**Assigned task:** Below is a block of records: output all of them exactly and leave out the pictures.

**Provided records:**
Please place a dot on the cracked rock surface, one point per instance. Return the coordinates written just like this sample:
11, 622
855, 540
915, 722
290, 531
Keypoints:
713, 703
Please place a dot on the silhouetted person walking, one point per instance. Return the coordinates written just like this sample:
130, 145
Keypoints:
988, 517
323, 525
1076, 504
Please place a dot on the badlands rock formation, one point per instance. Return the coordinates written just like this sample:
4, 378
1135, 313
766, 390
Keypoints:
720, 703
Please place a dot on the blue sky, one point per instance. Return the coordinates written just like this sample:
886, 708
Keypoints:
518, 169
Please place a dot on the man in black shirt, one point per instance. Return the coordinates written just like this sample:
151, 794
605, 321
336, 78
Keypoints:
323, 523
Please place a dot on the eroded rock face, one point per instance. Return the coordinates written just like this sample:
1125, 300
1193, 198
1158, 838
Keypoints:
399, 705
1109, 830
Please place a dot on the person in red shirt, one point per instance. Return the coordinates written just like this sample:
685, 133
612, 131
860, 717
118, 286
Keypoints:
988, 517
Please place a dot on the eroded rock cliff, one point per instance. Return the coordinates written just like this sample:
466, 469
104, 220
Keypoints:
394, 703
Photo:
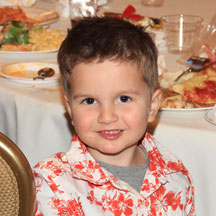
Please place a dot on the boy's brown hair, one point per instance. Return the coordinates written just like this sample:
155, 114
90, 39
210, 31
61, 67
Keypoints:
107, 38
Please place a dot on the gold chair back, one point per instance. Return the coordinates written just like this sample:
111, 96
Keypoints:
17, 188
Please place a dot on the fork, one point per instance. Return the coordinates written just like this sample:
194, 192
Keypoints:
194, 69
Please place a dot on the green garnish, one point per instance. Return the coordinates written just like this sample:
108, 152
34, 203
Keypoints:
17, 33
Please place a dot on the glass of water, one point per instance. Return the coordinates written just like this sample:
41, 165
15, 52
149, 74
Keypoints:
181, 31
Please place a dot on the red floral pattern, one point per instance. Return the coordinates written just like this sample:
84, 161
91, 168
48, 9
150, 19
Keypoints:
75, 184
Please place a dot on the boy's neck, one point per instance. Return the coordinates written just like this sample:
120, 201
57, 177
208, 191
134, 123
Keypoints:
130, 158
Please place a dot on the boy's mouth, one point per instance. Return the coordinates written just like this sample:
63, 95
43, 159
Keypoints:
110, 134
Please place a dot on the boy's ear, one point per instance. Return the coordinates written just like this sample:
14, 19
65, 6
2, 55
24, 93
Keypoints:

**Exercise solution:**
Please place a dot on the cracked rock surface, one point per instance. Return the coordinates written just like this sample:
11, 622
855, 540
915, 722
290, 531
Keypoints:
713, 703
Please place a dot on the silhouetted person walking, one point per instance. Return the coordinates written just like this sample:
130, 145
Keypoints:
988, 517
323, 525
1076, 504
Please place a dot on the badlands rock formation, one point per instance. Return the coordinates written just like this sample:
4, 378
1135, 313
766, 390
Keypoints:
720, 703
Please place a dot on the blue sky, one point per instance. Return the coordinates written just like this sample:
886, 708
Keypoints:
518, 169
Please place a dot on the man in black shirt, one point per instance. Return the coordinates written just like this sample:
151, 794
605, 321
336, 78
Keypoints:
323, 523
Please place a dot on the eroded rock face, one point per instance. Return the coordinates written just like this sample:
1125, 300
1193, 198
1158, 838
Keypoints:
399, 705
1109, 830
Please place a dot on the person in red shirt, one point per instance. Return the coordinates written just like this sample:
685, 133
612, 131
860, 717
118, 286
Keypoints:
988, 517
Please place a dot on the eroded rock cliff, one point per instance. Return the coordinates written just like this sample:
466, 469
104, 220
Keypoints:
394, 703
Photo:
Please place a dot on the boy's brown hair, one point per instance. Return the coordinates written just like this sample:
155, 114
90, 39
210, 31
61, 67
Keypoints:
107, 38
Please place a dot on the gold chair back, one point per instance. Return the coordinates written just like this sample:
111, 96
Keypoints:
17, 188
Please place a dot on the fork, one point per instance. Return the coordinates written just like this sample:
194, 192
Keypoints:
194, 69
Please place a dot on the green garnish, one point per instance. Return the coordinates written just like this sample:
108, 152
34, 203
Keypoints:
17, 33
Please place a dot on the glass of water, one point per instance. Return the coordinates written just like this sample:
41, 165
15, 52
149, 74
Keypoints:
181, 31
Please place a dot on the red floral pattern, one point per instance. Return the coordinates written just like this sample:
84, 161
91, 168
48, 9
150, 19
Keypoints:
75, 184
Please place a dot on the boy's neck, one point per instance. Return the coordinates written just like this sample:
120, 201
57, 177
208, 191
134, 123
Keypoints:
130, 158
Please place a dot on the boy's mouth, one point per instance. Return the coordinates written just like this sample:
63, 95
43, 159
Keypoints:
110, 134
Please place a dot on the boy's ear, one point per instance. Return the coordinates written just like this sample:
14, 19
65, 6
2, 55
24, 93
Keypoints:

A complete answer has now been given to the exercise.